§ OBJECTIVE 1
Extract the part of the summary of AI safety talks from "In her presentation, Claire" up to and including "being put together.".
§ OBJECTIVE 2
According to the summary of AI safety talks, why does Dario Amodei say the best way to deal with long-term AGI/ASI concerns is to start with safety in current systems? Answer in one to three sentences.
§ OBJECTIVE 3
Carry on the summary of AI safety talks from the point where it stops.

§ TEXT BLOCK

════════════════

Dario Amodei of Google Deepbrain, who co-authored the paper on concrete problems in AI safety, gave the next talk. He said that the public focus is too much on AGI/ASI and wants more focus on concrete/empirical approaches. He discussed the same problems that pose issues in advanced general AI, including flawed objective functions and reward hacking. He said that he sees long term concerns about AGI/ASI as "extreme versions of accident risk" and that he thinks it's too early to work directly on them, but he believes that if you want to deal with them then the best way to do it is to start with safety in current systems. Mostly he summarized the Google paper in his talk.

In her presentation, Claire Le Goues of CMU said "before we talk about Skynet we should focus on problems that we already have." She mostly talked about analogies between software bugs and AI safety, the similarities and differences between the two and what we can learn from software debugging to help with AI safety.

Robert Rahmer of IARPA discussed CAUSE, a cyberintelligence forecasting program which promises to help predict cyber attacks. It is a program which is still being put together.

════════════════

§ DATA PROVIDED
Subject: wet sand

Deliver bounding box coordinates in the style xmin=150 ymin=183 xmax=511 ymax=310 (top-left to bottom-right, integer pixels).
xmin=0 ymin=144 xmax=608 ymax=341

════════════════

§ TASK RESPONSE 1
In her presentation, Claire Le Goues of CMU said "before we talk about Skynet we should focus on problems that we already have." She mostly talked about analogies between software bugs and AI safety, the similarities and differences between the two and what we can learn from software debugging to help with AI safety.

Robert Rahmer of IARPA discussed CAUSE, a cyberintelligence forecasting program which promises to help predict cyber attacks. It is a program which is still being put together.

§ TASK RESPONSE 2
He sees long-term concerns about AGI/ASI as "extreme versions of accident risk" and thinks it is too early to work on them directly. For that reason, he believes that anyone who wants to address them should begin with safety in current systems.

§ TASK RESPONSE 3
In the panel of the above three, autonomous weapons were discussed, but no clear policy stances were presented.

John Launchbury gave a talk on DARPA research and the big picture of AI development. He pointed out that DARPA work leads to commercial applications and that progress in AI comes from sustained government investment. He classified AI capabilities into "describing," "predicting," and "explaining" in order of increasing difficulty, and he pointed out that old fashioned "describing" still plays a large role in AI verification. He said that "explaining" AIs would need transparent decisionmaking and probabilistic programming (the latter would also be discussed by others at the conference).

The next talk came from Jason Gaverick Matheny, the director of IARPA. Matheny talked about four requirements in current and future AI systems: verification, validation, security, and control. He wanted "auditability" in AI systems as a weaker form of explainability. He talked about the importance of "corner cases" for national intelligence purposes, the low probability, high stakes situations where we have limited data - these are situations where we have significant need for analysis but where the traditional machine learning approach doesn't work because of its overwhelming focus on data. Another aspect of national defense is that it has a slower decision tempo, longer timelines, and longer-viewing optics about future events.

He said that assessing local progress in machine learning development would be important for global security and that we therefore need benchmarks to measure progress in AIs. He ended with a concrete invitation for research proposals from anyone (educated or not), for both large scale research and for smaller studies ("seedlings") that could take us "from disbelief to doubt".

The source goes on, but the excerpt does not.